BEGIN Given data

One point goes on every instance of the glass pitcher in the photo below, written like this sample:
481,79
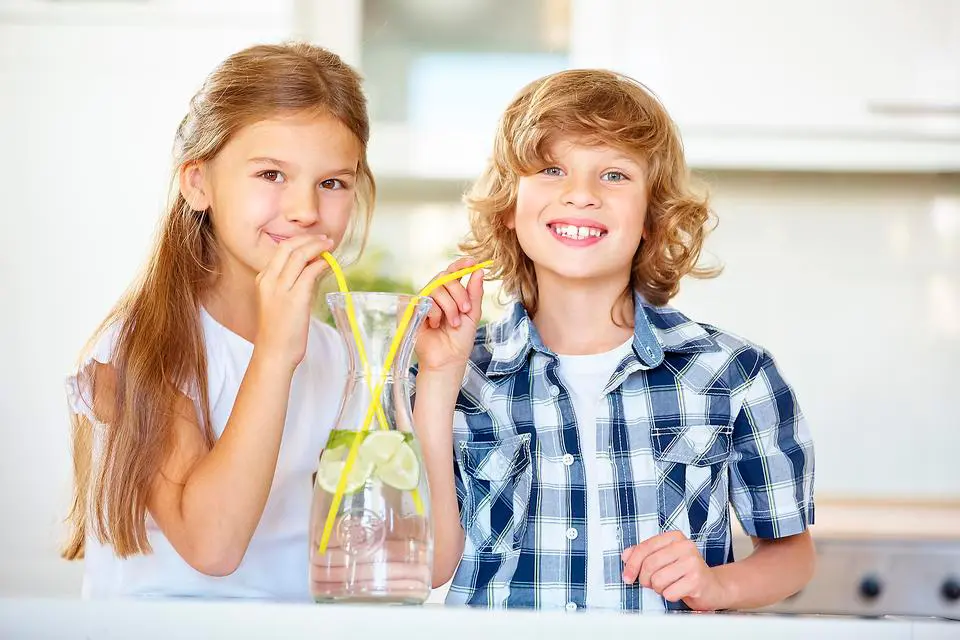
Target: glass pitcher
377,545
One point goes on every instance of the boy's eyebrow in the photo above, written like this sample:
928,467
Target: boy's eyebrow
629,159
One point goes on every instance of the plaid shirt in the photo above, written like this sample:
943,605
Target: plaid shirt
694,420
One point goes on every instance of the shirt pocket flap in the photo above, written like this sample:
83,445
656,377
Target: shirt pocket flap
497,460
696,445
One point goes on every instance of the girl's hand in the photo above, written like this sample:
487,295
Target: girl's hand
446,338
285,291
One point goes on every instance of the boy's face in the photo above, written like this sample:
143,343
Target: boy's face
581,216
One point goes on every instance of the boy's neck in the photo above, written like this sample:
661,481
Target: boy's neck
583,318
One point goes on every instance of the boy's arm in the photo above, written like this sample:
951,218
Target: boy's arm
771,488
775,570
436,397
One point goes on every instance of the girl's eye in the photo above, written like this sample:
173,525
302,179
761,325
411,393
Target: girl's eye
272,175
333,184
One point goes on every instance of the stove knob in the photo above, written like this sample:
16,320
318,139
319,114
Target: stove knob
950,590
870,587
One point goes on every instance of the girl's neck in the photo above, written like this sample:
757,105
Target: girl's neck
232,300
583,317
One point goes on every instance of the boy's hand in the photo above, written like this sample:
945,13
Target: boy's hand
446,338
671,565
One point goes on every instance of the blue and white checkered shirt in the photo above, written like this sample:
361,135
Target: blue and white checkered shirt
692,420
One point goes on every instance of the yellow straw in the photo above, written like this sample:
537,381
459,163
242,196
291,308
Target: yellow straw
374,406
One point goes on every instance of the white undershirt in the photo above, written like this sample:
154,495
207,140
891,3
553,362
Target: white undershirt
585,378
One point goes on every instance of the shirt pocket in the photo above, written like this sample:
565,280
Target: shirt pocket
697,445
498,477
692,479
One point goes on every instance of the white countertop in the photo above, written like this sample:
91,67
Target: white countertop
29,618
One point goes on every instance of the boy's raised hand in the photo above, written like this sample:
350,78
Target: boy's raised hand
446,337
671,565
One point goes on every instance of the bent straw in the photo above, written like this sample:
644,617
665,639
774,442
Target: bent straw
375,401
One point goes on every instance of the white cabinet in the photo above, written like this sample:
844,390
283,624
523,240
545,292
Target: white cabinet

END Given data

- _Required action_
Please return every line from the material above where the string "cabinet" occurs.

- _Task output_
One point goes on every instance of the white cabinet in the photo above, written like this sample:
Target: white cabinet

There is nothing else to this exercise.